--- Polecenie ---
Zwróć bez zmian fragment relacji z meczu Thiema z Djokoviciem od słów „Dwa dni po zwycięstwie” do słów „breaku trzeciego seta.” włącznie.

--- Strona ---
▽
Dwa dni po zwycięstwie z Rogerem Federerem w kolejnym swoim meczu w ATP Finals 2019 Dominic Thiem zmierzył się z innym wielkim mistrzem, Novakiem Djokoviciem, który na otwarcie nie dał szans Matteo Berrettiniemu. Wygrana dawała Austriakowi awans do półfinału już po dwóch kolejkach rywalizacji w Grupie B. I tenisista z Wiener-Neustadt tego dokonał, po znakomitym meczu ogrywając Serba po tie breaku trzeciego seta.
Obaj bardzo szybko weszli na wysokie obroty i zaczęli tworzyć ten genialny spektakl. W czwartym gemie po serii błędów Thiem został przełamany, ale w kolejnym odrobił stratę, odbierając serwis Djokoviciowi do zera, a następnie obronił dwa break pointy i wyrównał na 3:3. O zwycięstwie w pierwszym secie decydował tie break, w którym skuteczniejszy okazał się Serb. Tenisista z Belgradu zdobył dwa ostatnie punkty i zapisał tę partię na swoim koncie.
△
--- Wyświetlane dane ---
▽
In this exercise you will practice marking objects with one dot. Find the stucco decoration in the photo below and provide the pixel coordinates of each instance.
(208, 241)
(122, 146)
△
--- Oczekiwany wynik ---
Dwa dni po zwycięstwie z Rogerem Federerem w kolejnym swoim meczu w ATP Finals 2019 Dominic Thiem zmierzył się z innym wielkim mistrzem, Novakiem Djokoviciem, który na otwarcie nie dał szans Matteo Berrettiniemu. Wygrana dawała Austriakowi awans do półfinału już po dwóch kolejkach rywalizacji w Grupie B. I tenisista z Wiener-Neustadt tego dokonał, po znakomitym meczu ogrywając Serba po tie breaku trzeciego seta.